Below are the records; restate word for word the lines from the first through the one containing "# test: pin the rowboat, one", and only those.

Dataset entries:
□ □ □ □
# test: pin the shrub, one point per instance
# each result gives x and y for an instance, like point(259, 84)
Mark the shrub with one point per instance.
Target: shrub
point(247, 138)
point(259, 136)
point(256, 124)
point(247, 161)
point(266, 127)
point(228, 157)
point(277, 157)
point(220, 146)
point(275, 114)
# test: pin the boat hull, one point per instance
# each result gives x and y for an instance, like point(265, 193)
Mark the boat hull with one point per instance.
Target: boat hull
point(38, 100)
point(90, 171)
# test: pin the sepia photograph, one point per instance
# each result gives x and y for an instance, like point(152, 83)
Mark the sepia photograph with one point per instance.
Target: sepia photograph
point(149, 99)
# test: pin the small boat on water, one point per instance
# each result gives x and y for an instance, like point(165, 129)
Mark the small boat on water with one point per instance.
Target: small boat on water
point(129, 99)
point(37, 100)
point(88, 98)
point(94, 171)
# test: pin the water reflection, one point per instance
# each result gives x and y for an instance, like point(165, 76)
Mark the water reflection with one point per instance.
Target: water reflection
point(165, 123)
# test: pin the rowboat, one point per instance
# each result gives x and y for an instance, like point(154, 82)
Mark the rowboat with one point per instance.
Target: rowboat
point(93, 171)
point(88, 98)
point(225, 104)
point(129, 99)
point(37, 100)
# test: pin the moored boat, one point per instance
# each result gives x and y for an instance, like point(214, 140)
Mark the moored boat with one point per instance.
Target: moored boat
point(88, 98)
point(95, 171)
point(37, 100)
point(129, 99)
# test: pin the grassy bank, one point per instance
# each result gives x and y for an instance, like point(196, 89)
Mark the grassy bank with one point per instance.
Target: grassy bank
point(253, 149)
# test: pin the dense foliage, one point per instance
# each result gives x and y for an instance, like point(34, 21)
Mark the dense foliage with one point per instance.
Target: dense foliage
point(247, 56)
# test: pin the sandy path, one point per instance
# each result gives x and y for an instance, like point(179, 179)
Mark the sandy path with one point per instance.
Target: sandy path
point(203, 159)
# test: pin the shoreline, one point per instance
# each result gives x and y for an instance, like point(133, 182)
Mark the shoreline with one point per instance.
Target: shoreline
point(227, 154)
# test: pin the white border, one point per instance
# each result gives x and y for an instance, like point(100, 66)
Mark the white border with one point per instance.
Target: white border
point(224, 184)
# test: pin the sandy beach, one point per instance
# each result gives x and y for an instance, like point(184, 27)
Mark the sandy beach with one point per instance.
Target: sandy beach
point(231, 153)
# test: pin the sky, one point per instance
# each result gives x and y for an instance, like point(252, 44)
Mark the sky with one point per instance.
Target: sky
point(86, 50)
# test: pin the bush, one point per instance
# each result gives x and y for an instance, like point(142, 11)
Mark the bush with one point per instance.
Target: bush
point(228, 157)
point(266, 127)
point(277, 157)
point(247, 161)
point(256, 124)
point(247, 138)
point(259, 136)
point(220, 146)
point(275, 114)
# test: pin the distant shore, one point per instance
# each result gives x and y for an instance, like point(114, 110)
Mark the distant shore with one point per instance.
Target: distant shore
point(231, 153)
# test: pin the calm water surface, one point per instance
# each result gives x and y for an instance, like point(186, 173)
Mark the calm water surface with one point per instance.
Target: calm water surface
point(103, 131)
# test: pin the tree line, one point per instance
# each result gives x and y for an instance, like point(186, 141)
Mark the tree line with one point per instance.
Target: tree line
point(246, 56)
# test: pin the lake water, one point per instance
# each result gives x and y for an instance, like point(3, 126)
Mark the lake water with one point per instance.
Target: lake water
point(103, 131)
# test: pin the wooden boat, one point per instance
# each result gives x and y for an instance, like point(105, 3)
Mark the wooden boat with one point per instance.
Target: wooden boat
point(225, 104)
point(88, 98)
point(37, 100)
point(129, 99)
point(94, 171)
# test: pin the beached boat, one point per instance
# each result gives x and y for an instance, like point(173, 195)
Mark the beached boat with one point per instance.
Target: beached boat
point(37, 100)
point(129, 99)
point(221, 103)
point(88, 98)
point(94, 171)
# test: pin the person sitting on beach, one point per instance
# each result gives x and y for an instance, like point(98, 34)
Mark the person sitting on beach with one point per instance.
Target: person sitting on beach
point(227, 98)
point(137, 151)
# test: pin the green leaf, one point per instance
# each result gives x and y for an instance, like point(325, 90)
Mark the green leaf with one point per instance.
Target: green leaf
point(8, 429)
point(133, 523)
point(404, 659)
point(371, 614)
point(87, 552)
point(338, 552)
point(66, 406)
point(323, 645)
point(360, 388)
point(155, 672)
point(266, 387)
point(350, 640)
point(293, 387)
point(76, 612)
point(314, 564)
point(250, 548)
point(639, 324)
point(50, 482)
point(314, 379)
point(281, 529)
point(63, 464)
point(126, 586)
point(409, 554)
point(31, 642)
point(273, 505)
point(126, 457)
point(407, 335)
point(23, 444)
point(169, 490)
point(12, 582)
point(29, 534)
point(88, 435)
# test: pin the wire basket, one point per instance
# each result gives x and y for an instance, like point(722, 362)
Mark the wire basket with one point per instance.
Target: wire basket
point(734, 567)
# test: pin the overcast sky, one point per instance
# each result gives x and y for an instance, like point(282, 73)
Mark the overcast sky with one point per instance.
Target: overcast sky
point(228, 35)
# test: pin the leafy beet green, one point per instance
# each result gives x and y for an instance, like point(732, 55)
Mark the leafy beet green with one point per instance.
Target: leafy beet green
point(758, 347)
□ □ □ □
**OUTPUT FOR THIS TASK:**
# test: pin the shrub, one point per instance
# each result gives x and y for an instance, like point(259, 84)
Mark the shrub with one point per instance.
Target: shrub
point(247, 138)
point(259, 136)
point(256, 124)
point(247, 161)
point(266, 127)
point(228, 157)
point(277, 157)
point(220, 146)
point(275, 114)
# test: pin the boat hull, one point per instance
# each result gives x and y for an instance, like point(265, 193)
Mark the boat hull with one point per instance.
Target: boat hull
point(38, 100)
point(90, 171)
# test: pin the sepia photograph, one point per instance
# each result gives x and y for an instance, like point(152, 83)
Mark the sepia photograph with one point per instance.
Target: sepia photograph
point(149, 99)
# test: pin the small boat on water, one point per instance
# each result gives x and y for an instance, like point(165, 129)
Mark the small boat on water with one point per instance.
Target: small boat on water
point(129, 99)
point(37, 100)
point(88, 98)
point(94, 171)
# test: pin the water reflection, one point per instance
# each result gives x and y for an instance, like point(165, 76)
Mark the water reflection with one point per instance.
Target: water reflection
point(165, 123)
# test: pin the rowboat, one point per instance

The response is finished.